The Lap of Luxury in Lhasa

Lhasa, which translates to ‘Place of the Gods’, is not a place that one would normally equate with luxury. It is a place steeped in centuries-old religious tradition that is locked in the middle of one of the most widely-known geopolitical disputes in the world.

While some might find it hard to reconcile Chinese ‘modernization’ of Tibet, viewing it as little more than a steamroller erasing centuries of tradition, there is generally more to it than that. Love it, hate it or don’t care either way, life moves on. (Ask the people who built their homes from stone acquired from the Great Pyramids.) According to the China-Tibet tourism board, the area is attracting more than 6 million visitors a year.

= Data extract =
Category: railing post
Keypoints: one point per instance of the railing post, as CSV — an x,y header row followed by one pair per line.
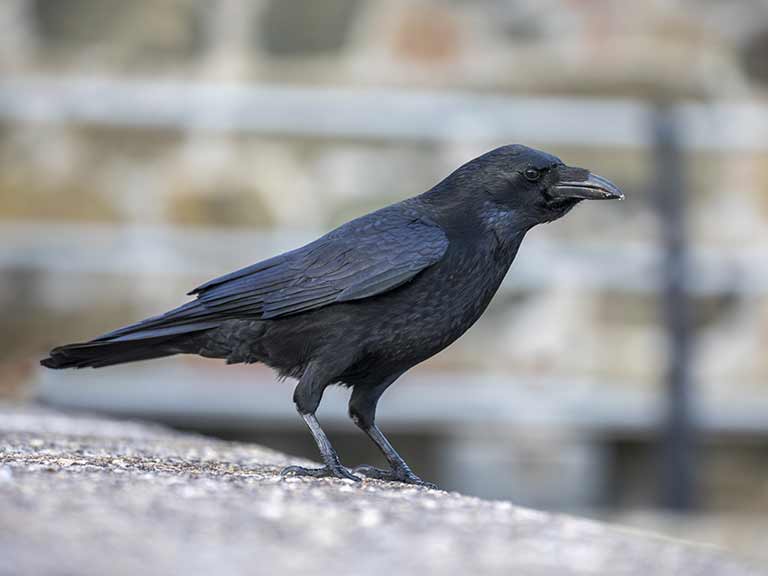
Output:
x,y
678,445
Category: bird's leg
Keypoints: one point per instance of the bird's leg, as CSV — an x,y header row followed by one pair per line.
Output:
x,y
307,396
362,410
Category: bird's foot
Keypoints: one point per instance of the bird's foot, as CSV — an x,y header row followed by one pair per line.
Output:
x,y
398,475
324,472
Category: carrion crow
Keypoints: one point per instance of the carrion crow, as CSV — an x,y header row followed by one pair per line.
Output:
x,y
370,299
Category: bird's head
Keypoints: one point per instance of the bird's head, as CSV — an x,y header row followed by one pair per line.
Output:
x,y
534,186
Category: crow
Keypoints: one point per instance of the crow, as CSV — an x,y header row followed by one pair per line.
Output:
x,y
370,299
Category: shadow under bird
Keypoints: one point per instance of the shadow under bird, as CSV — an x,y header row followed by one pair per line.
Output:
x,y
370,299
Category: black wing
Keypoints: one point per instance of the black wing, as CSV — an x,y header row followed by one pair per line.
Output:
x,y
363,258
360,259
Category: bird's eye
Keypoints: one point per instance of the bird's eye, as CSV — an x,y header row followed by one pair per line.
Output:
x,y
531,174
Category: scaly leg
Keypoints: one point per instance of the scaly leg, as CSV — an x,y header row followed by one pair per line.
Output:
x,y
362,410
307,396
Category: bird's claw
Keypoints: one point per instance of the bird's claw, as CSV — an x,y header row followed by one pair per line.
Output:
x,y
324,472
405,476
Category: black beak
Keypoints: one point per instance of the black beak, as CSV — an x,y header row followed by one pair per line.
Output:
x,y
581,184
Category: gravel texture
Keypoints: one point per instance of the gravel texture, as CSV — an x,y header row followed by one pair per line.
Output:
x,y
84,495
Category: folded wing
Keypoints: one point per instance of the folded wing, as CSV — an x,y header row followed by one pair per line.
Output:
x,y
361,259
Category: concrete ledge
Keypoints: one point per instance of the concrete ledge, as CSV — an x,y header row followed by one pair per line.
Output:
x,y
83,495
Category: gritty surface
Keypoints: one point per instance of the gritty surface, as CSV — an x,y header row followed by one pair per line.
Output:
x,y
83,495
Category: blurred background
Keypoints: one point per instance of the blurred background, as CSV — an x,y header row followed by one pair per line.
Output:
x,y
622,370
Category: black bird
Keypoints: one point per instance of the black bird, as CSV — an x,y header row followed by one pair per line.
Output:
x,y
370,299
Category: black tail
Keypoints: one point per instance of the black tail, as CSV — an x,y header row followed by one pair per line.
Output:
x,y
97,354
171,333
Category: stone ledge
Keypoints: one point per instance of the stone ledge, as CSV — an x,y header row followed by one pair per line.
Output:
x,y
85,495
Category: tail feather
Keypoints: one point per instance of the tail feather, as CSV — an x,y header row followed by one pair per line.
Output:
x,y
171,333
98,354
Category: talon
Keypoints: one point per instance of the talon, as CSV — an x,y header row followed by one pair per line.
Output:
x,y
324,472
404,476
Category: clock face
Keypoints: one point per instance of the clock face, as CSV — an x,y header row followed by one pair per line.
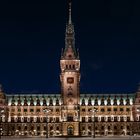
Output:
x,y
70,80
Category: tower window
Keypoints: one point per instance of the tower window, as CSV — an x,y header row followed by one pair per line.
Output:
x,y
73,66
70,80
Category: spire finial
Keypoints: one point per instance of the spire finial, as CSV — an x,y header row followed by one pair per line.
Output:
x,y
70,21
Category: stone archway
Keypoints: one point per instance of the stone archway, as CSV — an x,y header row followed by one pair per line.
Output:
x,y
70,130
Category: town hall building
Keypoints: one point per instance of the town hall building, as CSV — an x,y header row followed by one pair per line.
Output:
x,y
69,113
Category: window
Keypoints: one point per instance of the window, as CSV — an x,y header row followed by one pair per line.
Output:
x,y
128,119
128,128
57,128
115,119
31,110
121,119
89,119
57,109
57,119
109,109
109,119
83,119
121,109
102,119
102,127
83,128
108,127
89,109
13,110
38,110
83,110
115,127
96,119
25,110
38,128
70,80
127,109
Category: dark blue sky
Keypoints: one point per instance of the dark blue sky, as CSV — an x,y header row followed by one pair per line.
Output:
x,y
107,35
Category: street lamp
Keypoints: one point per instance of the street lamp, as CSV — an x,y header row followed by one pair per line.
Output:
x,y
94,110
47,111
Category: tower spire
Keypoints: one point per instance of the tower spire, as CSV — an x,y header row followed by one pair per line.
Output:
x,y
70,21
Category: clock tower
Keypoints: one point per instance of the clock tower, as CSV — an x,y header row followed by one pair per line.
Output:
x,y
70,67
70,81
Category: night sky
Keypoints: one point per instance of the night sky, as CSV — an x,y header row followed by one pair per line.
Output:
x,y
107,35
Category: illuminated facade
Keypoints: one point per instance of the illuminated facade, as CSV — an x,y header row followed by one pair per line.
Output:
x,y
69,113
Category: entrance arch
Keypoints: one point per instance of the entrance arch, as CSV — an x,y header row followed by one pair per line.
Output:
x,y
70,130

= List of tasks =
1) Summarize the article about luxury in Lhasa in two sentences.
2) Return every line of the rows that contains the string "dark", treating uppercase and lowercase as different.

= List of solutions =
1) Lhasa, whose name means 'Place of the Gods,' is not usually equated with luxury, since it is steeped in centuries-old religious tradition and caught in the middle of one of the world's most widely known geopolitical disputes. Some view Chinese modernization of Tibet as erasing tradition, but the article holds that there is generally more to it than that, and the China-Tibet tourism board reports that the area draws more than 6 million visitors a year.

2)
Category: dark blue sky
Keypoints: one point per instance of the dark blue sky, as CSV — an x,y header row followed by one pair per line.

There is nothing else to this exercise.